→ **Given instruction A**
Which operational KPIs does the dashboards blog post name as examples? List each one.
→ **Given instruction B**
Resume the dashboards blog post after its final sentence, keeping its voice and line of thought.

→ **Page extract**
---
Dashboards: What Are You Driving? - Our Analysts' Insights
X

Our Analysts' Insights

Blogs & Events / Blog

A dashboard – in a vehicle – is familiar to every one of us. So familiar that we don’t even think about it. You never just sit and stare at it. You don’t spend hours reading it and figuring out what all the numbers mean. Instead, you see and understand it, and your body and brain adjust and take action based on what the display shows – from speeding up or slowing down to pulling into the next service station for fuel or to add air to your tires. 

Your vehicle’s dashboard is visually simple, yet the information is vital to reaching your travel goal without being stopped for speeding and for the safety of you and the environment through which you’re travelling. Behind your vehicle’s dashboard there is a lot of sophisticated data. You can’t read a report while you are driving – you’d never get anywhere. This is the concept to apply to your business analytics. 

Many localization teams struggle to make their value visible to upper levels in their organization, or across different functions. As part of our research for the report, Dashboards for Globalization Success, we interviewed localization leaders from companies at various stages of localization maturity – and our findings were quite surprising. Some of the most mature – and experienced – localization teams still rely only on key performance indicators (KPIs) that are only related to operations, while other enterprises, relatively new to global business and at much lower levels of localization maturity, are relatively more advanced in Localization Analytics Maturity. Why does this matter? Because to thrive, the enterprise needs data that not only reflects the past but drives the future. Just as your car’s analytics tell you how fast you are going, how efficiently you are driving, and when you must take immediate action, so should your business dashboards.

There’s a whole lot of data that you can use for your localization and global business dashboards – it’s not just operational KPIs such as word counts, reuse rates, turnaround time, or quality scores. What else does your company count and measure regarding language, country, region, or locale: web and mobile activity metrics, CSAT, support calls or tickets, revenue, profit margins, finance, supply chain data, metrics from development teams, marketing, and content creators? To go with all that data, you have company goals that are likely cascaded down to become division, business unit, and team objectives. That’s a wealth of information. So, what do you do with it to turn it into meaningful, actionable, and valuable analytics?

Start with the “who” and the “what”. Who are you sharing your data with? Just as race car driver or someone trucking heavy goods or commuting in an electric-powered vehicle needs guidance specific to them, so the audiences for business dashboards and analytics have varied requirements. Who will see your business dashboards? What is important to them? What actions should the data trigger for each audience?
---
(Dataset rows)
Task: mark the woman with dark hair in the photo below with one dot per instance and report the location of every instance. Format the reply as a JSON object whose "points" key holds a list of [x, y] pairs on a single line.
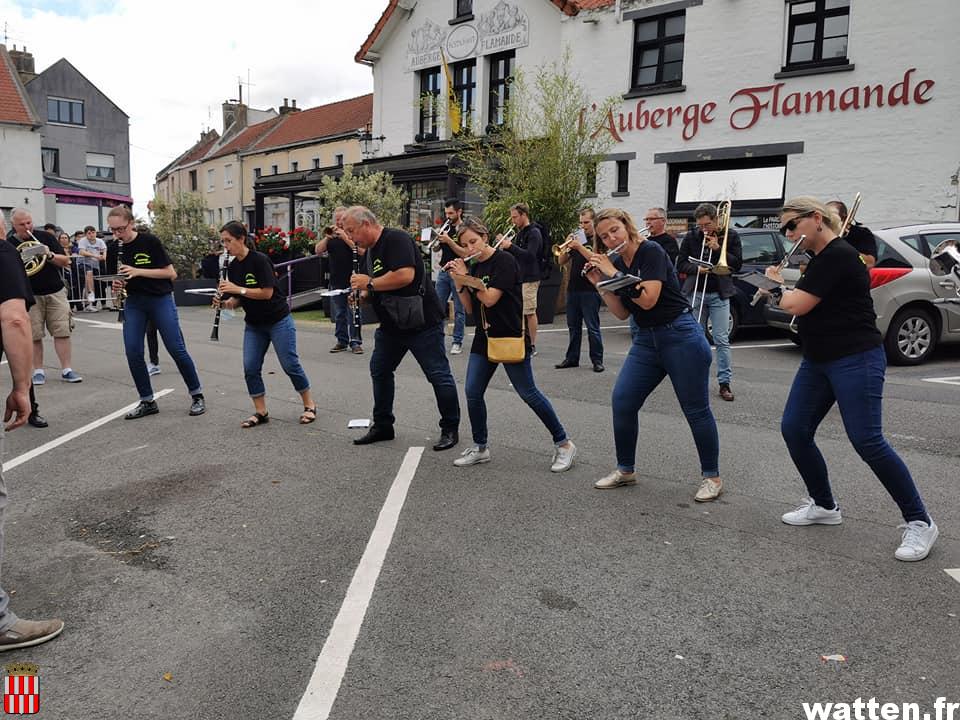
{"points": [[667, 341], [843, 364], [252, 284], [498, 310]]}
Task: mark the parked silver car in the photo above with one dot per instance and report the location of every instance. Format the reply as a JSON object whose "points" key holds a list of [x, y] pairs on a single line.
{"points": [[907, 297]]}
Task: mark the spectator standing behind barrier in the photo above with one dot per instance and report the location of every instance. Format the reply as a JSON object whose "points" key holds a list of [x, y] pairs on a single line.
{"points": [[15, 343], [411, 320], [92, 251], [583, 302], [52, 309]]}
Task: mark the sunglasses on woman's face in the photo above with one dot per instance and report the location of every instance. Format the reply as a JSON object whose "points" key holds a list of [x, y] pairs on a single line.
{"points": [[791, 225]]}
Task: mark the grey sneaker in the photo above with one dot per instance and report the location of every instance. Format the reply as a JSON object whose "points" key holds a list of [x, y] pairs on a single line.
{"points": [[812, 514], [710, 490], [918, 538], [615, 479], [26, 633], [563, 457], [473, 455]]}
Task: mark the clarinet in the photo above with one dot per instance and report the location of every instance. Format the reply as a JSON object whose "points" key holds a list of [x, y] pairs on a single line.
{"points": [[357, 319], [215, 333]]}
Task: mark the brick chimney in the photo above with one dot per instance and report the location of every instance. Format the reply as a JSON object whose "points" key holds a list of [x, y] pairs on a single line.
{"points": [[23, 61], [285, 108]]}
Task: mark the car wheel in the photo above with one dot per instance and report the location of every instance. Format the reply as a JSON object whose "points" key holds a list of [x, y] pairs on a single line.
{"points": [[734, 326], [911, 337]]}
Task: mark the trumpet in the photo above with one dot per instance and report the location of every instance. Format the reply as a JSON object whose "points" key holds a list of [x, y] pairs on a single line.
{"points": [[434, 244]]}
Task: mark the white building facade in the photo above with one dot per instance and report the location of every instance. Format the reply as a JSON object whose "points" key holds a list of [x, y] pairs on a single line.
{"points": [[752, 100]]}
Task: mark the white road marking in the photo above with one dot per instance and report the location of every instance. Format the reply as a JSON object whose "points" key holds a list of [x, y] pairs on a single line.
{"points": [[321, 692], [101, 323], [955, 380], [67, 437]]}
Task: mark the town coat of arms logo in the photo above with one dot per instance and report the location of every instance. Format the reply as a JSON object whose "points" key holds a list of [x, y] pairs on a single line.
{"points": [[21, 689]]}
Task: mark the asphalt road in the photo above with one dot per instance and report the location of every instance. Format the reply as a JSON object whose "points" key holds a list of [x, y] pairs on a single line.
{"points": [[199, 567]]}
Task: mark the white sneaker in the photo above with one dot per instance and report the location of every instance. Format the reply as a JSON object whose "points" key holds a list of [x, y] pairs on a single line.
---
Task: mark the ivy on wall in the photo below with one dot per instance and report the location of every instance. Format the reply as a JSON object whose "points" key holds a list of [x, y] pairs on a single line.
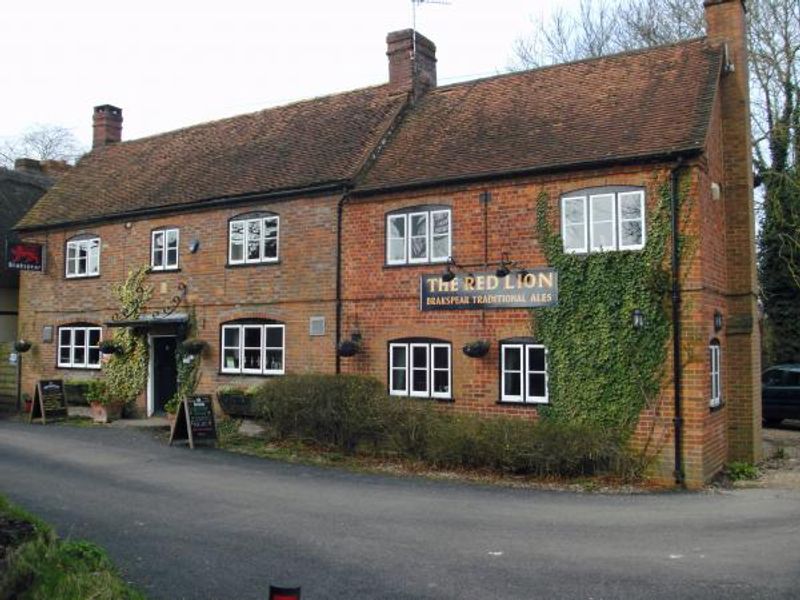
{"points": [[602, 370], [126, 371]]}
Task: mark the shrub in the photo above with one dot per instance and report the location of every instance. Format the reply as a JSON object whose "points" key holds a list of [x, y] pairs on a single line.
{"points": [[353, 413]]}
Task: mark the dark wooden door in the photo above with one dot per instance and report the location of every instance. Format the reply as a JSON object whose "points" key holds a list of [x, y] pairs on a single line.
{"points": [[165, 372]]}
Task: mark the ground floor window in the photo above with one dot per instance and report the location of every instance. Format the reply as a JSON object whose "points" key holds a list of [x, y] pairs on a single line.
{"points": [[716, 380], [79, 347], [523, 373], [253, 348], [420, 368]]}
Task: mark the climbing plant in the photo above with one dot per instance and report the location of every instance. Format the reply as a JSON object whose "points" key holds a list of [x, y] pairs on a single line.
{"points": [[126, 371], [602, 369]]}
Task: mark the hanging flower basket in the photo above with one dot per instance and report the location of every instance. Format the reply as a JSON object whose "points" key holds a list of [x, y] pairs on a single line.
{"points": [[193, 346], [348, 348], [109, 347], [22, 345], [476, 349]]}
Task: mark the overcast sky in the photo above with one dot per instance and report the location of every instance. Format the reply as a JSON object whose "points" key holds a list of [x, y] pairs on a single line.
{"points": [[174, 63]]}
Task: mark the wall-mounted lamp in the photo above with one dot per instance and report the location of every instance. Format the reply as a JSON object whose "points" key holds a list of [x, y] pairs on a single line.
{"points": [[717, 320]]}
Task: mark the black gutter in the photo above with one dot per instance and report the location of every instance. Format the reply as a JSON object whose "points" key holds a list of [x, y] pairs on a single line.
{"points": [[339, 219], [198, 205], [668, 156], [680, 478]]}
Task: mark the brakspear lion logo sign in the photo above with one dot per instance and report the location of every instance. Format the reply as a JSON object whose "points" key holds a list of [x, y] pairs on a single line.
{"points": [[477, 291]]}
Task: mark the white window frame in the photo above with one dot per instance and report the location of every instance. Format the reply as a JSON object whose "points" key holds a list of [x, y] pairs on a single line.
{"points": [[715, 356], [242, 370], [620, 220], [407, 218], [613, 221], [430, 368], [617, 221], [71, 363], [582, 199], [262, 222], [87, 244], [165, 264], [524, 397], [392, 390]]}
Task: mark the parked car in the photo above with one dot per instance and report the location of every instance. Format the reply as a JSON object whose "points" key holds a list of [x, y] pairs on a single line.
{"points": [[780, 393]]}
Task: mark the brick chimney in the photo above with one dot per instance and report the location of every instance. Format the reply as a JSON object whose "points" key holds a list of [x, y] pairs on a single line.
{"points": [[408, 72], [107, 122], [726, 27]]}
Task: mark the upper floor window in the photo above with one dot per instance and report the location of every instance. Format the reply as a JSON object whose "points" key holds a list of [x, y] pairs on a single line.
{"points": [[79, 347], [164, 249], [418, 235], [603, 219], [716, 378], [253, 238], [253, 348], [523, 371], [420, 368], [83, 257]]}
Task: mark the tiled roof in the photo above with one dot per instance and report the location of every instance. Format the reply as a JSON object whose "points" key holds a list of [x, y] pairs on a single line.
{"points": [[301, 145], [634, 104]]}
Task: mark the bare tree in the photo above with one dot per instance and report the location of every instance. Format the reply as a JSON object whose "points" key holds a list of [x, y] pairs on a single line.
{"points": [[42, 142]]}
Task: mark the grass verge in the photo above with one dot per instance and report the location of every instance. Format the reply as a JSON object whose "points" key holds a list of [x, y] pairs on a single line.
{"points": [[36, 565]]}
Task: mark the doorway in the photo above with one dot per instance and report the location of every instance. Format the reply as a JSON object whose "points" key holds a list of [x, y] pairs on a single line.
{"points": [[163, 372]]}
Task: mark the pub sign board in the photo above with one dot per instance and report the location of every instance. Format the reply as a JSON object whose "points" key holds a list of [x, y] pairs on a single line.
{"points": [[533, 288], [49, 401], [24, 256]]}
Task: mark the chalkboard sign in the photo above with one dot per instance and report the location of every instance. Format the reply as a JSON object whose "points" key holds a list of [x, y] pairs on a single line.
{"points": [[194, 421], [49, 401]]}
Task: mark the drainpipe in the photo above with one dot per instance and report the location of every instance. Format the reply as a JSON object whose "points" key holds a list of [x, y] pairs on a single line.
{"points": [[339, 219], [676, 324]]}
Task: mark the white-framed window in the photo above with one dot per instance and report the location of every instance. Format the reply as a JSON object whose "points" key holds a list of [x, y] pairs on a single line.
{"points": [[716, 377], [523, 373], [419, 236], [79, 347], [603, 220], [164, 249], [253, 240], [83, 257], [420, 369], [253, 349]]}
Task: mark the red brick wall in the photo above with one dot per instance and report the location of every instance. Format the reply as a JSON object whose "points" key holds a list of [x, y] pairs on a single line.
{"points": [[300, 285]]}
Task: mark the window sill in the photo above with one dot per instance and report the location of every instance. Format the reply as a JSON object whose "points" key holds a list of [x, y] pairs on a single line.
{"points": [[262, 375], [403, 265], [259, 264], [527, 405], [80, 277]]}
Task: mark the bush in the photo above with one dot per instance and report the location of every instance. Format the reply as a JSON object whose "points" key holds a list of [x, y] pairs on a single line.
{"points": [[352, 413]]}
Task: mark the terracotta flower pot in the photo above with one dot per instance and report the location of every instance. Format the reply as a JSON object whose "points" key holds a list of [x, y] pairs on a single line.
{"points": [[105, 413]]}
---
→ **Task answer A**
Word counts, reuse rates, turnaround time, and quality scores.

→ **Task answer B**
A good way to approach dashboard design is to first define personas and journeys – in the same way that the marketing team creates definitions of your company’s customer experiences. Identify the different audience characteristics for your localization dashboards. Executives think about revenue, opportunity, business; support and customer care managers understand self-solve rates and customer retention; marketing runs on CSAT and SEO analytics. These teams don’t much care about cost-per-word; it’s meaningless in terms of their own goals other than keeping to their annual budget. But combined with other company measurements – or external data such as that generated by the Global Revenue Forecaster – the localization team can create and contribute to dashboards that guide and shape the future of the enterprise. For example:

  • Executives: Show them how language plays a role in global revenue.
     
  • Support: Help demonstrate how translation means faster and easier resolution to customers’ post-sales needs.
     
  • Marketing: Aid in identifying success – and gaps – in campaigns, websites, and inbound marketing.
     
  • Development: Produce metrics that help them to deliver world-ready code – and collaborate on data that helps the localization team and language service providers plan resources for timely distribution.
     
  • Procurement: Demonstrate how LSPs perform and adhere – or not – to global pricing agreements and SLAs.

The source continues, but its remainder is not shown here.